Source data
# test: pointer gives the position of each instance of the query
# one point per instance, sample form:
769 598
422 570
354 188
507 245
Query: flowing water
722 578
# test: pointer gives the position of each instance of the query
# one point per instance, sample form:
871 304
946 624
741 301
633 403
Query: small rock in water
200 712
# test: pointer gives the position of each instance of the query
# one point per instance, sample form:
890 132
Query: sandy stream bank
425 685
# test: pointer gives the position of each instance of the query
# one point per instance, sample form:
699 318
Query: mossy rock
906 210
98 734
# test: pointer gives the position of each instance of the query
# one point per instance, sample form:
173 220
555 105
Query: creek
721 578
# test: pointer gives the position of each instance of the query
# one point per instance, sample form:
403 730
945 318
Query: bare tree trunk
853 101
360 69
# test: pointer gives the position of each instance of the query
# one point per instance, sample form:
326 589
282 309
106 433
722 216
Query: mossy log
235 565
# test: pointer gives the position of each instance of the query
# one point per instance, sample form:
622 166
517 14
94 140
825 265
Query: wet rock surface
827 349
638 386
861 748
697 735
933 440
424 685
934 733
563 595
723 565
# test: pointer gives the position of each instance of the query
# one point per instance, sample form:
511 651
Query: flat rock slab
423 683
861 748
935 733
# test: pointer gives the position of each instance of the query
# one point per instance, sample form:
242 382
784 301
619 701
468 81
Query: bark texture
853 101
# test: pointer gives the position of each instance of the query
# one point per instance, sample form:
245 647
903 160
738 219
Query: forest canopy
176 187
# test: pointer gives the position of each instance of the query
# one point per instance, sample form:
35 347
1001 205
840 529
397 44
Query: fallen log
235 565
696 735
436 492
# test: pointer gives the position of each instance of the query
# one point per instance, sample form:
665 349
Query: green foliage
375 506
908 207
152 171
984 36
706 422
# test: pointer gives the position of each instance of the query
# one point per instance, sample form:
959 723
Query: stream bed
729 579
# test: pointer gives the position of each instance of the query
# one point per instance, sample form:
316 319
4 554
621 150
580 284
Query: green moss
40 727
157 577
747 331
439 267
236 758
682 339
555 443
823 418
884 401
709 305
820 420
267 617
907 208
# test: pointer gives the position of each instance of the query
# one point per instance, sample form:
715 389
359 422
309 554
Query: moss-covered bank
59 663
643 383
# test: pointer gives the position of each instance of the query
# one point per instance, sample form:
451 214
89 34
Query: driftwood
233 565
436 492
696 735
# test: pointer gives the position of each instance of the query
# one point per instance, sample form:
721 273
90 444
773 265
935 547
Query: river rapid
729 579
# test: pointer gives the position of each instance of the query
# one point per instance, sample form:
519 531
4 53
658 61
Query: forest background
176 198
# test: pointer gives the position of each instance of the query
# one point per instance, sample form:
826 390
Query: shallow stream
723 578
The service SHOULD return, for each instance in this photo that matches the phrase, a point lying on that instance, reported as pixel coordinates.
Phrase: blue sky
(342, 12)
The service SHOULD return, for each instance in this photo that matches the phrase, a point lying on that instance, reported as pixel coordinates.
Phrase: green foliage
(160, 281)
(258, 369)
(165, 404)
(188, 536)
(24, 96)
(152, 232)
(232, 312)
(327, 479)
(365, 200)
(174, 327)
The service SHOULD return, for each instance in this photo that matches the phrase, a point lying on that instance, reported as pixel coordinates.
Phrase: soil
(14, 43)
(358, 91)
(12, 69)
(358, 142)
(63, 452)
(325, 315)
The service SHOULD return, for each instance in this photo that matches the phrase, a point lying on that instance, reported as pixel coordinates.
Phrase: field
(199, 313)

TASK OBJECTIVE - Give the data again in full, exactly.

EXERCISE RESULT -
# test: pointer gives the position of each instance of the query
# one point per instance, sample form:
769 598
422 570
354 188
507 245
Query: flowing water
722 578
# test: pointer gives the position of each instance of the query
# one point per instance, sample form:
871 304
946 624
741 301
633 403
Query: small rock in water
200 712
# test: pointer gives the position of each instance of the query
# one point per instance, sample form:
890 132
Query: sandy stream bank
425 685
# test: pointer gives the position of each instance of the query
# one point per instance, sample form:
699 318
Query: mossy rock
906 210
98 734
# test: pointer gives the position of each instance of the query
# one point per instance, sample form:
173 220
555 105
Query: creek
721 578
# test: pointer gives the position of each instance of the query
# one point per instance, sample form:
403 730
945 318
Query: bare tree trunk
853 101
360 69
# test: pointer gives the position of each instance of the query
# one point per instance, sample form:
326 589
282 309
106 433
722 216
Query: mossy log
235 565
# test: pointer gives the position of each instance of the query
# one point per instance, sample form:
622 166
517 14
94 140
825 265
Query: wet rock surface
827 349
638 386
861 748
697 735
933 440
424 685
934 733
563 595
723 565
# test: pointer gives the position of each instance of the query
# one point per instance, sample form:
511 651
Query: flat rock slab
423 683
861 748
935 733
# test: pointer gives the position of each instance of the query
# one point per instance, sample form:
242 382
784 301
619 701
468 81
Query: bark texture
853 101
# test: pointer gives the position of each instance of the query
# one point per instance, sample form:
245 647
903 160
738 219
Query: forest canopy
176 187
# test: pointer gives the position of each instance of the query
# one point per instance, sample form:
35 347
1001 205
840 529
397 44
Query: fallen log
235 565
696 735
436 492
# test: pointer gives the position of each instance of the query
# one point per instance, sample form:
665 349
Query: green foliage
375 506
908 207
152 171
984 36
706 422
# test: pointer gives the position of each instance of the query
# one point per instance, sample form:
959 723
Query: stream bed
729 579
# test: pointer gives the position of each instance of the query
# one point per instance, sample form:
316 319
4 554
621 150
580 284
Query: green moss
40 727
157 577
747 331
439 267
236 758
682 339
555 443
823 418
884 401
709 305
820 420
267 617
907 208
# test: pointer gives the position of each instance of the query
# one point per instance, sample form:
715 389
359 422
309 554
Query: moss-covered bank
59 663
643 383
# test: pointer gives the position of each instance of the query
# one point per instance, sample form:
451 214
89 34
Query: driftwood
233 565
436 492
696 735
# test: pointer gives the position of each instance of the query
# one point per instance, sample form:
721 273
90 444
773 265
935 547
Query: river rapid
729 579
# test: pointer gives the position of each instance of the query
# one point per instance, sample form:
519 531
4 53
658 61
Query: forest background
176 198
# test: pointer gives the position of each instance of the query
# one point per instance, sample form:
826 390
Query: shallow stream
723 578
The service SHOULD return, for each instance in this photo that matches the phrase, a point lying on that instance, reported as pixel coordinates.
Phrase: blue sky
(342, 12)
The service SHOULD return, for each instance in this photo that matches the phrase, a point lying on that instance, reported as pixel coordinates.
Phrase: green foliage
(160, 281)
(258, 369)
(165, 404)
(188, 536)
(24, 96)
(152, 232)
(232, 312)
(327, 479)
(365, 200)
(174, 327)
The service SHOULD return, for each instance in this photo that matches the phrase, a point lying on that instance, reported as pixel coordinates.
Phrase: soil
(14, 43)
(358, 91)
(12, 69)
(358, 142)
(63, 452)
(325, 315)
The service SHOULD return, for each instance in this photo that matches the phrase, a point lying on that instance, reported as pixel coordinates.
Phrase: field
(199, 313)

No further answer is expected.